▶ **Text segment**
Page MenuHomeFreeBSD

During SYN floods, fallback exclusively to SYN cookies for a small period
ClosedPublic

Authored by jtl on Sep 13 2019, 7:09 PM.

Details

Summary

This contains 3 proposed commits:

  1. Remove the unused sch parameter to syncache_respond().
  1. Access the syncache secret directly from the V_tcp_syncache variable, rather than indirectly through the backpointer to the tcp_syncache structure stored in the hashtable bucket.

This also allows us to remove the requirement in syncookie_generate()
and syncookie_lookup() that the syncache hashtable bucket must be
locked.

  1. Add new functionality to switch to using cookies exclusively when we are under attack. This code uses an overflow of a SYN cache hash bucket as a heuristic to detect an attack. When an attack is detected, the code falls back to using SYN cookies only for 15 seconds. If the attack continues, the fall back time is increased exponentially until it reaches a maximum (16 minutes). When an attack is detected, the code logs a message so the user can decide whether any action is necessary.
Test Plan

Tested with a 6Mpps SYN flood. Before the change, CPU was at ~33%, packet loss was quite high, and user-space transfers stopped. After the change, CPU was at ~30%, packet loss was roughly 50% less, and user-space transfers continued.

Diff Detail

Repository
rS FreeBSD src repository - subversion
Lint
Automatic diff as part of commit; lint not applicable.
Unit
Automatic diff as part of commit; unit tests not applicable.

Event Timeline

sys/netinet/tcp_syncache.c
2403 ↗(On Diff #62057)

This is kind of tricky. It seems like we'll only detect an extension of the attack and advance the backoff if we refill the syn cache (and hence try to pause) in the same second as the callout was scheduled to run. It seems like under an attack, a callout might run "late" and unpause after the deadline, leading to us never advancing the backoff. Have you considered adding some slop? Or am I missing something?

sys/netinet/tcp_syncache.c
2403 ↗(On Diff #62057)

Let me describe how the code is supposed to work. You can then let me know if I've somehow managed to write the code incorrectly.

When we detect an overflow, V_tcp_syncache.pause_until is set to time_uptime + a pause time. Once we reach V_tcp_syncache.pause_until, the callout will run and clear the paused flag. If we detect another overflow before V_tcp_syncache.pause_until + the last pause time we used, we will consider it an extension of the same attack.

▶ **Data records**
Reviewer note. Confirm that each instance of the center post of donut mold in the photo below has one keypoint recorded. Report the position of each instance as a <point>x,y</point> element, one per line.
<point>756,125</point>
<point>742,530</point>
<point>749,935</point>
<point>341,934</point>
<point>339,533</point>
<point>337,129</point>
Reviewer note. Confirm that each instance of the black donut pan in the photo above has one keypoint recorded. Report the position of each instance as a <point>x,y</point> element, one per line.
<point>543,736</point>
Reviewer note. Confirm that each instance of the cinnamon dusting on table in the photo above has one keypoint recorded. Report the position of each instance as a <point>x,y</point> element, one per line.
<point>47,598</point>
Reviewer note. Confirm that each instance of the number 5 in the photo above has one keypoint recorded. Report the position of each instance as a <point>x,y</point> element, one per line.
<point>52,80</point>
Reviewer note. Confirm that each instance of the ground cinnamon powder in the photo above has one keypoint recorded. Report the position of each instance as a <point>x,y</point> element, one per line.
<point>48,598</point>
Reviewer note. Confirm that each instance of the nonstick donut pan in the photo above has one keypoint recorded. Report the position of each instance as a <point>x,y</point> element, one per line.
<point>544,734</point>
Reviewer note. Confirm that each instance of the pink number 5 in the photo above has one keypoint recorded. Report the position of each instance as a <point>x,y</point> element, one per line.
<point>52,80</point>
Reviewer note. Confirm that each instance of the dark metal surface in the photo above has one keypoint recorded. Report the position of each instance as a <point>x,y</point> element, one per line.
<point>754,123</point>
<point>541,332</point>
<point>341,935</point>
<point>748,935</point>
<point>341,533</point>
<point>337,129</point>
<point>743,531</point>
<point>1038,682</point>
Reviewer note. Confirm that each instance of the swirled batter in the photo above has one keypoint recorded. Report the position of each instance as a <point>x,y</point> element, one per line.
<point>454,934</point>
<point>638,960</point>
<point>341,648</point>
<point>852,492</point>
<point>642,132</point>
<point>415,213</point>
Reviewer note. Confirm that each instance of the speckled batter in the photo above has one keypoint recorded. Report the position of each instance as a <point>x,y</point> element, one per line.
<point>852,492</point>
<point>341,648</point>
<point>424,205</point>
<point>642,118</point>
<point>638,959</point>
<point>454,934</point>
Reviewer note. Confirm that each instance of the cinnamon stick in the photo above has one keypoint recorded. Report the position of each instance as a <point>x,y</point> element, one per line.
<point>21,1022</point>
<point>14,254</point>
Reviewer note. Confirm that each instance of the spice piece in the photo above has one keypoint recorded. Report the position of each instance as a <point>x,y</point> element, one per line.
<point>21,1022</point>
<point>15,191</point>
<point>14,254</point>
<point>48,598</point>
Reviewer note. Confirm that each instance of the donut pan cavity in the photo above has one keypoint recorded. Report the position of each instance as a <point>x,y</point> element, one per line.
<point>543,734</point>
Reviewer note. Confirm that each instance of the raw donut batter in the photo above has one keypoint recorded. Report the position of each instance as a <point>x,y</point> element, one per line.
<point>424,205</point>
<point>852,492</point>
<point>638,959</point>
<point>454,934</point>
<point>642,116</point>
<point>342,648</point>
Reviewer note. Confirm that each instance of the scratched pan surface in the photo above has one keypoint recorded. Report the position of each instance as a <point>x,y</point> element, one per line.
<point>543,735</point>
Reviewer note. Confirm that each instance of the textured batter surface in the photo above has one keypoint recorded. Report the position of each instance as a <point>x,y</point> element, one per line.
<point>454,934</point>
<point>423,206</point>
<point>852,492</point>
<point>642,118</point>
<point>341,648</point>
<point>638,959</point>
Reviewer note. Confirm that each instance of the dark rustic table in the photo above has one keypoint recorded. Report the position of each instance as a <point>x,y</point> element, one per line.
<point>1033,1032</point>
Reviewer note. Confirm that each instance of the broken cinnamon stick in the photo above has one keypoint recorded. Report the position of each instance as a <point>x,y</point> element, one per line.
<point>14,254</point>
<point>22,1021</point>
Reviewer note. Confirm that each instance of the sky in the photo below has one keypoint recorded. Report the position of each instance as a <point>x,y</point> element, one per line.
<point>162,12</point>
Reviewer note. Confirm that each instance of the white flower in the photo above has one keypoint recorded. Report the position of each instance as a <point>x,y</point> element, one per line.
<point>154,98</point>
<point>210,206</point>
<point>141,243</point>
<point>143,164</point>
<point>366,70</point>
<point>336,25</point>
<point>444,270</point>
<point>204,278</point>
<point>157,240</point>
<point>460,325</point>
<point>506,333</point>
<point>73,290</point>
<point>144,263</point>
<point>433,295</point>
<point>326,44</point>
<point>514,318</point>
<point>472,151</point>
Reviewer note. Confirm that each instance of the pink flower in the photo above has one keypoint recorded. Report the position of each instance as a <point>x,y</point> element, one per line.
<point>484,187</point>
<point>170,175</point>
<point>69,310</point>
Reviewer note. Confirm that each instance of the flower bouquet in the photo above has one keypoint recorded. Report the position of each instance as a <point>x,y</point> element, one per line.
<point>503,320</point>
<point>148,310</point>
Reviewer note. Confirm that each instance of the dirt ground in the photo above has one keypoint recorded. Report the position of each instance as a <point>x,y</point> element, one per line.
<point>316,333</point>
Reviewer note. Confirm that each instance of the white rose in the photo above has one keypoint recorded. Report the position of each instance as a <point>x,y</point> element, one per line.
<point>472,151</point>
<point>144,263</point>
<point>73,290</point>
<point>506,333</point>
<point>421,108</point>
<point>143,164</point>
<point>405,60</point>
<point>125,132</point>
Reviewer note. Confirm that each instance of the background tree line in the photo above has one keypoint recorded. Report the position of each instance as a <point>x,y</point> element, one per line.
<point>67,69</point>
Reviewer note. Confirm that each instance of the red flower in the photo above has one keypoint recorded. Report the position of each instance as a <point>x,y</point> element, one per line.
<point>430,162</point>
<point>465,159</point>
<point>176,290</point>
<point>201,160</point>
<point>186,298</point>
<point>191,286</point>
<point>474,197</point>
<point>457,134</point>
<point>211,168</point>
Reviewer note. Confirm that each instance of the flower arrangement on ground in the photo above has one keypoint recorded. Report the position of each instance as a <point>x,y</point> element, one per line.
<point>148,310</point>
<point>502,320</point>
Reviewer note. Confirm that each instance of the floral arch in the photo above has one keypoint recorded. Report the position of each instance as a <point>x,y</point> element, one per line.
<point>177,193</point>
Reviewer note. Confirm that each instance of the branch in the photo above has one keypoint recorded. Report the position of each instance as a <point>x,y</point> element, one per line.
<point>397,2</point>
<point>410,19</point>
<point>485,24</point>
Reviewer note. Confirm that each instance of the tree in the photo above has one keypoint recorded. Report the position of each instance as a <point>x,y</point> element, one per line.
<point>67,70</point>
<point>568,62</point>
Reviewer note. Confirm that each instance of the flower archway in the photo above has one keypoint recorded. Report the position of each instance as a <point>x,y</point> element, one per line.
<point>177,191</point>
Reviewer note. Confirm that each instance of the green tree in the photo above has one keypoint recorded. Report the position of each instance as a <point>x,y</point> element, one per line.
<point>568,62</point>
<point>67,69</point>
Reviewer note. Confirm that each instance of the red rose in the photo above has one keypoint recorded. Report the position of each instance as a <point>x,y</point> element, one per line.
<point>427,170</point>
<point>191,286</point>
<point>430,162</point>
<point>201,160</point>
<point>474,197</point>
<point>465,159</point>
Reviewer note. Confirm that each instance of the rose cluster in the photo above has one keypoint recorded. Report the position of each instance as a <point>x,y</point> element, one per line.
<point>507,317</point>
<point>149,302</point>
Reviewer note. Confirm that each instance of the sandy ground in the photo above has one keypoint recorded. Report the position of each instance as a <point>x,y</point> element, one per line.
==
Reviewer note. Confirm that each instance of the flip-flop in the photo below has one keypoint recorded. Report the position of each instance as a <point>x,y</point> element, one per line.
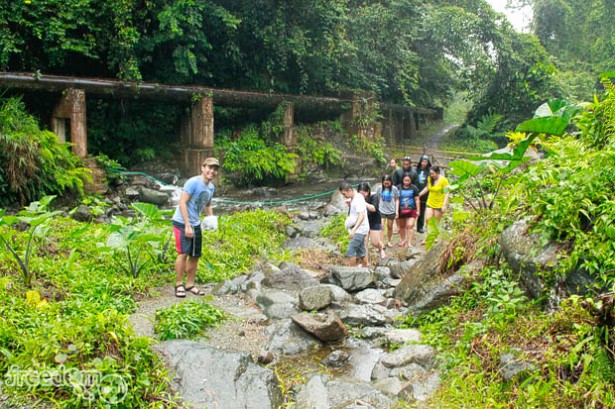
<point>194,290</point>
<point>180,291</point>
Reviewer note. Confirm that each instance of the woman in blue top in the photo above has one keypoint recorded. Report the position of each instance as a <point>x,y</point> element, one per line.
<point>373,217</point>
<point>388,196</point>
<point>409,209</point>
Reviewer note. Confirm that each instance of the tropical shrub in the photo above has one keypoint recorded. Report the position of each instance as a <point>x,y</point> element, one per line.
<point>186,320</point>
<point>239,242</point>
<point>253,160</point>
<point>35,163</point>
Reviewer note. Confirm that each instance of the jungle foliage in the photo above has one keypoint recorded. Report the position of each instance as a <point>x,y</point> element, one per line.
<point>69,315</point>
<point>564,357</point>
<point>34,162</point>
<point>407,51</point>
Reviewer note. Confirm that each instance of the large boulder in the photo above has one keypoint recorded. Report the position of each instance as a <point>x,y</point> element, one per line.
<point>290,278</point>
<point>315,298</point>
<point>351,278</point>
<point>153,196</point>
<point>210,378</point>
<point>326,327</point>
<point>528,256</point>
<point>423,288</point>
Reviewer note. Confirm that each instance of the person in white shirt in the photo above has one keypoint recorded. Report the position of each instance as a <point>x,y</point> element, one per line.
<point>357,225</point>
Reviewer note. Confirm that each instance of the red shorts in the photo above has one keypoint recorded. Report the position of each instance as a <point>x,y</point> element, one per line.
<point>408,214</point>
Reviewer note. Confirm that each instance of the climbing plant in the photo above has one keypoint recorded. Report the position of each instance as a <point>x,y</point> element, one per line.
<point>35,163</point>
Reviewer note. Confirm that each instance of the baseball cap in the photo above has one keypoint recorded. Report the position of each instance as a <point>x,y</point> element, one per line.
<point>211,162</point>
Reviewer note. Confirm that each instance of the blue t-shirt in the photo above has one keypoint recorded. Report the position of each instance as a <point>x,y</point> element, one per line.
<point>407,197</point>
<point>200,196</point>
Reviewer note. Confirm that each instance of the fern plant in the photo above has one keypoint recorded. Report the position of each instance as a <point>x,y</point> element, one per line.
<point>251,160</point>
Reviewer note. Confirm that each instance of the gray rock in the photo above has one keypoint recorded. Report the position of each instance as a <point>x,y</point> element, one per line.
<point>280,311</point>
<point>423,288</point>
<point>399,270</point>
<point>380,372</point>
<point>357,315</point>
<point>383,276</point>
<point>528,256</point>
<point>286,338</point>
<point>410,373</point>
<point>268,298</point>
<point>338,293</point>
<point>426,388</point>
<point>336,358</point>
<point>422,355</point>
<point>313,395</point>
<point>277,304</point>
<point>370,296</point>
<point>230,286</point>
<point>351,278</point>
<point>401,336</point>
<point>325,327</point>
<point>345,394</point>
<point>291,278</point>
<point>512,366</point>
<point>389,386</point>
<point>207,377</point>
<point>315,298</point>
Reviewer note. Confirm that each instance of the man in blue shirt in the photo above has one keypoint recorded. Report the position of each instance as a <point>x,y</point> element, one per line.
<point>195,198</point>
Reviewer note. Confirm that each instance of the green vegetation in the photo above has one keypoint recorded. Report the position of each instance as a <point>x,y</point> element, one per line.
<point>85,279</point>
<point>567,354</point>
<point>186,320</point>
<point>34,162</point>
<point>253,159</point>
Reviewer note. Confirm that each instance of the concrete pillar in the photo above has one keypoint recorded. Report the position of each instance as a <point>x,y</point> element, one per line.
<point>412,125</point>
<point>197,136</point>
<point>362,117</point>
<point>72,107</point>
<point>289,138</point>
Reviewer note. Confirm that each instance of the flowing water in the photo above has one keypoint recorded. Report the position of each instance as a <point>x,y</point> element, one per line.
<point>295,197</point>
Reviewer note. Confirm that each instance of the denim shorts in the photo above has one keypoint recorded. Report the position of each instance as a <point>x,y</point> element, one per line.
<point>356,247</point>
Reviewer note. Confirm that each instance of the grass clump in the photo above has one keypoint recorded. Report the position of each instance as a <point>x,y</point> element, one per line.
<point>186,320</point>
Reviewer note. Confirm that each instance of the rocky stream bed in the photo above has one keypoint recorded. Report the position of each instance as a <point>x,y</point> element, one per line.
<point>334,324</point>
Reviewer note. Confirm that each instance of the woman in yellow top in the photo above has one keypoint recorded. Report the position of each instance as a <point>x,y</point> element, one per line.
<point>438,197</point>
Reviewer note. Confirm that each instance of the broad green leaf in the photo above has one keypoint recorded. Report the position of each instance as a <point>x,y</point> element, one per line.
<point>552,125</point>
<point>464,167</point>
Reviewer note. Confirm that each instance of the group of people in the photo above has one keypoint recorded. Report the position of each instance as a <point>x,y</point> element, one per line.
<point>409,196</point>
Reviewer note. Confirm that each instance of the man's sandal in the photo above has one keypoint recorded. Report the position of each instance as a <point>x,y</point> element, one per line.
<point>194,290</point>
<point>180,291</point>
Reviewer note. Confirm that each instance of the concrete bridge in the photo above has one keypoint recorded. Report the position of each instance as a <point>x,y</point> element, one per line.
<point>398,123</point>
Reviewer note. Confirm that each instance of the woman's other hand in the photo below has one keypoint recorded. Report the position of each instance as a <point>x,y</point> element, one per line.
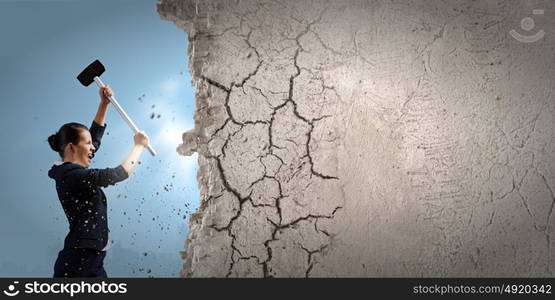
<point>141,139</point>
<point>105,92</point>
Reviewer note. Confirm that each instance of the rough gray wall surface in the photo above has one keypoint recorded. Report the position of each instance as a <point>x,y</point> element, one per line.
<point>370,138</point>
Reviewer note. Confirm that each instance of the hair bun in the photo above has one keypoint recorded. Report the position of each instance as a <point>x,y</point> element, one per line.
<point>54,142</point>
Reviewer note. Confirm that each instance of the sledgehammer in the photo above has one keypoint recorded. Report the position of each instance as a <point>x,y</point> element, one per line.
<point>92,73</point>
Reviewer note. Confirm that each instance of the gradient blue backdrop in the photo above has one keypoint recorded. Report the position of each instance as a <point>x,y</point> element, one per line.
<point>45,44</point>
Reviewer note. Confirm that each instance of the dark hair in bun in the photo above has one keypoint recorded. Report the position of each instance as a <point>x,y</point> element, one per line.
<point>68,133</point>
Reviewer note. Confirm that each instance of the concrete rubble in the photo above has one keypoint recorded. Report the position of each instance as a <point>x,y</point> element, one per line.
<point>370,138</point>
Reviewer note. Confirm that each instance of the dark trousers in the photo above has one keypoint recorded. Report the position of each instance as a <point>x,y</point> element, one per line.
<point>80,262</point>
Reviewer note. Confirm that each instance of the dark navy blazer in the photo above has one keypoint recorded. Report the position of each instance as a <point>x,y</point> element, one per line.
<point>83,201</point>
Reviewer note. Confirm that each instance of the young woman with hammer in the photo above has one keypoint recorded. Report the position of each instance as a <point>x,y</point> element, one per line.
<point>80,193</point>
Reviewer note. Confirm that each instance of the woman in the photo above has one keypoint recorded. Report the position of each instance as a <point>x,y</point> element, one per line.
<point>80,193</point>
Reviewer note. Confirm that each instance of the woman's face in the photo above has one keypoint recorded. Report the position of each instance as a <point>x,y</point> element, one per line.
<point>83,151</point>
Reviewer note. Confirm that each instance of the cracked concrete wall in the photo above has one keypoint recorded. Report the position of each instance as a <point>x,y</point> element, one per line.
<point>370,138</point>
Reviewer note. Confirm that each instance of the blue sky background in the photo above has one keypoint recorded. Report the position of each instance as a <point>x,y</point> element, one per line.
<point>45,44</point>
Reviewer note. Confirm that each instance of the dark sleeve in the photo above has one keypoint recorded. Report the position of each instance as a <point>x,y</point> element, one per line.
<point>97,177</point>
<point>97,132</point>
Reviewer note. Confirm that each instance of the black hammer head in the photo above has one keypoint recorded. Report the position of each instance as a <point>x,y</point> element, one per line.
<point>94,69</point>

▶ **What this exercise asks**
[1] Answer these questions from the FreeBSD review text on SYN cookie fallback:
(a) For how long does the code initially use SYN cookies only once an attack is detected?
(b) What SYN flood rate was used in testing?
(c) When an overflow is detected, to what value is V_tcp_syncache.pause_until set?
[2] Write the next portion of the FreeBSD review discussion on SYN flood handling, beginning after its final sentence.
The records have no connection to the FreeBSD review text.

▶ **Responses for each task**
[1]
(a) 15 seconds.
(b) 6Mpps.
(c) time_uptime plus a pause time.

[2]
To give a practical example, assume we detect an overflow at time_uptime = 60. V_tcp_syncache.pause_until will be set to 75. At time_uptime = 75, the callout will run and clear the paused flag. If we detect a new overflow at time_uptime = 80, we will consider it part of the same attack (because 80 is less than 75 + 15) and set V_tcp_syncache.pause_until to 110 (80 + 30). OTOH, if we detect a new overflow at time_uptime = 95, we will consider it a new attack (because 95 is more than 75 + 15) and set V_tcp_syncache.pause_until to 110 (95 + 15).

For another example, assume we detect an overflow at time_uptime = 60. We pause until time_uptime = 75. At time_uptime = 80, we detect another overflow. We will pause until time_uptime = 110 (80 + 30). At time_uptime = 115, we detect another overflow. We will pause until time_uptime = 175 (115 + 60). If we detect another overflow at time_uptime = 225, we will consider it part of the same attack (because 225 is less than 175 + 60).

Does this clear things up? Or, do you think the code works differently than this?

gallatin added inline comments.
sys/netinet/tcp_syncache.c
2403 ↗(On Diff #62057)

Yes, that makes sense.

rrs added inline comments.
sys/netinet/tcp_syncache.c
307 ↗(On Diff #62057)

Any particular reason you did not use callout_init_mtx and just hook the mutex to the callout?

This revision is now accepted and ready to land.Sep 17 2019, 12:55 PM
sys/netinet/tcp_syncache.c
307 ↗(On Diff #62057)

The syncache_pause() function holds this mutex longer than (and uses it to synchronize more than) scheduling the callout. I assumed that associating this with the callout using callout_init_mtx would cause an unnecessary recursive acquisition of the callout when scheduling it; however, I now see that is not the case. I can change this to using callout_init_mtx.

Switch to using callout_init_mtx to let the callout system acquire the pause lock.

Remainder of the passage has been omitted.